Stated problem
According to the orphan works passage, what would be limited if a rightful owner came forward after a user had made a reasonably diligent search?

>> begin Source extract

For the past two years, several media organizations have been working on potential orphan works reform, and Congress is finally poised to take some action. What the heck is that, you ask? Filmmakers often encounter orphan works when they are making a documentary and need to use a clip for which they can't find the right's holder. Often, this person doesn't exist - maybe they died and the estate doesn't care about the work, or maybe they didn't register the work -there could be many reasons. As a filmmaker, you have no way to use this clip, no matter how important it is, because since you can't find the owner, you can't get permission and no one will insure the film or distribute it because the owner might surface and say - "hey bud, your film is famous now and you owe me a million bucks." Odds are likely that if you are a reasonable filmmaker and have done your research this won't happen, because you being a rights-holder yourself, you've looked far and wide and the person just doesn't exist.
Several groups have worked with the Copyright Office and proposed that if you do a reasonably diligent search, you should be able to use the clip - or any other orphan for that matter (writing, etc) - and if someone does show up and claim rightful ownership, the damages due to them should be limited - because you essentially exhausted all efforts. Congress seems to agree, and there is now legislation being considered which could remedy this situation. It would keep a balance of allowing use while protecting the rights of the creator. You can read all about it on Public Knowledge's excellent Orphan Works site.
Unfortunately, there's some folks out there who seem to be misunderstanding this whole legislation, and there's a lot of confusion about the effect of orphan works reform. Luckily, Alex Curtis of Public Knowledge (getting the sense this group is smart? You're correct) has posted a response to the myths out there. Read it on their blog or pasted below. Soon, several groups will be sending out info on how you can get involved, and when they do, I'll post the info here.

>> end Source extract
>> begin Dataset extract

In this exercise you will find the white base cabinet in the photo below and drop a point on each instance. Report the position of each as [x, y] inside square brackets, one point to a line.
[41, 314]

>> end Dataset extract

Completed exercise
The damages due to the owner.